Exercises to complete:
a - Return the passage on Bosnia the Good below, from "Bosnia the Good is an indictment" up to and including "restore mutual trust.".
b - In the passage on Bosnia the Good below, what does the Sophia review say enables Mahmutcehajic to develop a mode of analysis completely different from the ordinary political and socio-economic explanations?

Supplied passage:
Rusmir Mahmutcehajic, Professor at the University of Sarajevo. He was Vice Premier of the government of Bosnia and Herzegovina in 1991/1992

 

"Bosnia the Good is an appeal both for the survival of Bosnia and for a historic opening of religions to one another. The book combines the symbolic retrieval of heritage with a vision of an Islam that would open onto and embrace (while not absorbing) the religious other. It exposes the depth of the difficulties facing Bosnia because of its diversity, even as it argues for seeing this apparent curse as Bosnia's deepest promise. It is a book of interest not only for the study of Bosnia but for the engagement of similar issues of religion, society, and violence now facing much of the world." - Slavic Review

"a tour de force of intellectual depth and philosophical articulation... The author's mastery of the traditional point of view on the transcendent of sacred forms enables him to develop a mode of analysis completely different from the ordinary political and socio-economic explanations... What Mahmutcehajic has to say about the Bosnian conflict and the framework within which he proposes to analyze it have tremendous implications for the present state and future of Bosnia and the Balkans." - Sophia

 

Bosnia the Good is an indictment of the partition of Bosnia, formalized in 1995 by the Dayton Accord. This unequalled volume is a plea from one of Bosnia-Herzegovina's most prominent dissidents appealing for Bosnia's communities to reject ethnic segregation and restore mutual trust.

Provided information:
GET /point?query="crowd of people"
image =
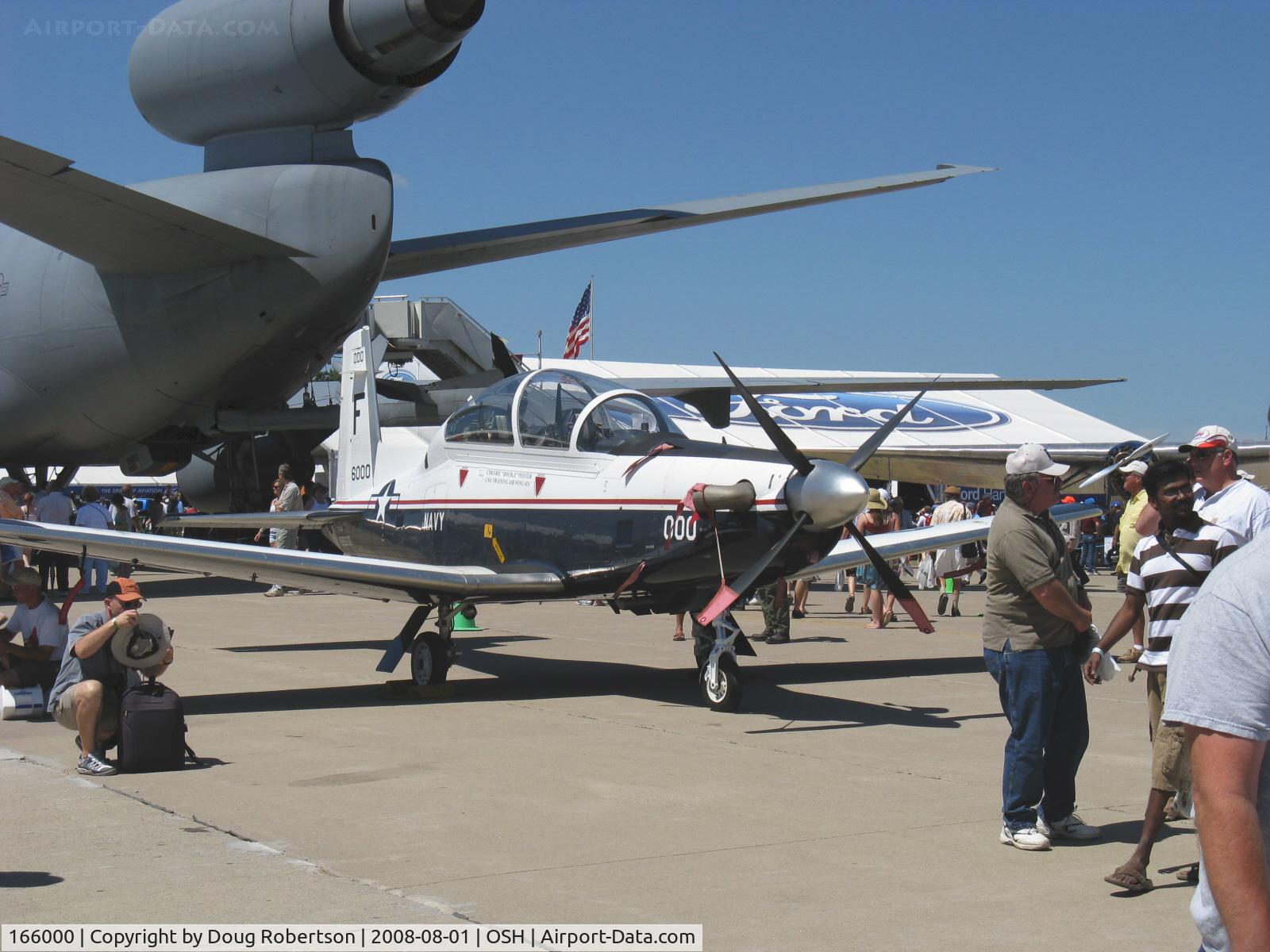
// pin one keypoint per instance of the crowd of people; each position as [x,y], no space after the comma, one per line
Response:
[1191,551]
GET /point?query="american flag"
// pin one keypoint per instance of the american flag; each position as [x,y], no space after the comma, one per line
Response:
[579,332]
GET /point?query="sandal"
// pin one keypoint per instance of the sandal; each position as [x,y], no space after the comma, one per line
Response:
[1130,880]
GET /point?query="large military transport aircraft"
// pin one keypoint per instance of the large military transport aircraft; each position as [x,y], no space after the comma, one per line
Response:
[203,298]
[552,486]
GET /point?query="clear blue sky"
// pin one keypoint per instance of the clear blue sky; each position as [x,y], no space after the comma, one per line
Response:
[1124,235]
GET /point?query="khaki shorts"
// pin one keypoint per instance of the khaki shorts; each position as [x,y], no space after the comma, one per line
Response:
[64,712]
[1170,761]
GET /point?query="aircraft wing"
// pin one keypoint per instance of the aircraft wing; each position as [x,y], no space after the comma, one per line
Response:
[260,520]
[893,545]
[117,228]
[460,249]
[346,575]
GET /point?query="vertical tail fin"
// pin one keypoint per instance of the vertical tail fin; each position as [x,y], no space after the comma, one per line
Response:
[359,414]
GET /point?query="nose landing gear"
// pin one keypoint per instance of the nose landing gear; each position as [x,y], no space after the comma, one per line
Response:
[715,647]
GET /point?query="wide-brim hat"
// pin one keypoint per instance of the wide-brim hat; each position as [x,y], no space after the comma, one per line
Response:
[25,577]
[143,645]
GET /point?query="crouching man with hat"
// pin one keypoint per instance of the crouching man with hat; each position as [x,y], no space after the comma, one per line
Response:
[107,653]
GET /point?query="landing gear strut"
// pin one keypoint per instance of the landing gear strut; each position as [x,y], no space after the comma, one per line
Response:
[719,676]
[432,653]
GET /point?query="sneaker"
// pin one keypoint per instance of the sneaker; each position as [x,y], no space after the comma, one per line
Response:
[1024,838]
[1071,827]
[94,766]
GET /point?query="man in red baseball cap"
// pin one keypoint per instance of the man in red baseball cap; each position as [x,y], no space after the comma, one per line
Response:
[1230,501]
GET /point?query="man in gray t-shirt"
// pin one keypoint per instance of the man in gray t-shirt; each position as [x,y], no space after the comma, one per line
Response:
[1219,689]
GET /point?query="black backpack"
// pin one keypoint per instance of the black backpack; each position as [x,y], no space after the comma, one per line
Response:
[152,730]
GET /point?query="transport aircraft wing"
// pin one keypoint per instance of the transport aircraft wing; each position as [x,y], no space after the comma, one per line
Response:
[893,545]
[346,575]
[114,228]
[438,253]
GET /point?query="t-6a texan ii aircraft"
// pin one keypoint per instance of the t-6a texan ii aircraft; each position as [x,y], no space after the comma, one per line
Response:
[552,486]
[222,292]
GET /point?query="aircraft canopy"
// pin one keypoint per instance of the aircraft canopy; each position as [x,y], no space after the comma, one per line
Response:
[558,409]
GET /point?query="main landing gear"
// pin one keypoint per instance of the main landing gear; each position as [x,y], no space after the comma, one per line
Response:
[718,673]
[432,653]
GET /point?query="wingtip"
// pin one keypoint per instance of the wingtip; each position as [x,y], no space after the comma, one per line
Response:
[956,169]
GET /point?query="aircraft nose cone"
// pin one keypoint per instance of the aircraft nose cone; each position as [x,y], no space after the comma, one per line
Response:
[832,494]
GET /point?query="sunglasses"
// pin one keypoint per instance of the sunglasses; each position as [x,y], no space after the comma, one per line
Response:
[1202,455]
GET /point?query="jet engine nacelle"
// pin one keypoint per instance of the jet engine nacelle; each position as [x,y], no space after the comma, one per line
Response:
[205,69]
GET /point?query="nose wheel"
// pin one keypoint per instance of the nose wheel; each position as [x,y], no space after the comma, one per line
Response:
[719,674]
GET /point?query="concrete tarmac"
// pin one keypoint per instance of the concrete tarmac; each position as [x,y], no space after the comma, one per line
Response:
[571,774]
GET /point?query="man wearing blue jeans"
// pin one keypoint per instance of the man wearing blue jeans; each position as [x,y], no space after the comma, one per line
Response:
[1034,644]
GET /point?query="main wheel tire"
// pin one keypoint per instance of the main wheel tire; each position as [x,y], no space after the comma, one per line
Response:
[724,696]
[429,660]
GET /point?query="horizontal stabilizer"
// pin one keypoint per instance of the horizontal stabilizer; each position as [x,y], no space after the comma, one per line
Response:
[114,228]
[465,248]
[893,545]
[344,575]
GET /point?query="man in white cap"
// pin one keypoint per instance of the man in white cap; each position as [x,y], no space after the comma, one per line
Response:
[1034,644]
[1128,536]
[44,636]
[1231,501]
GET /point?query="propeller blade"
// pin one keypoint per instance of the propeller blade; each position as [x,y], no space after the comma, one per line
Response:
[893,582]
[870,446]
[1106,471]
[728,594]
[770,427]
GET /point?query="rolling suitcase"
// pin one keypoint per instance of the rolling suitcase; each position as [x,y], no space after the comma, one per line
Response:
[152,730]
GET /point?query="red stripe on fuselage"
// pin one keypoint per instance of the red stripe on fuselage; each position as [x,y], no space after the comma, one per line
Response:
[397,503]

Solution list:
a -
Bosnia the Good is an indictment of the partition of Bosnia, formalized in 1995 by the Dayton Accord. This unequalled volume is a plea from one of Bosnia-Herzegovina's most prominent dissidents appealing for Bosnia's communities to reject ethnic segregation and restore mutual trust.

b - His mastery of the traditional point of view on the transcendent of sacred forms enables him to do so.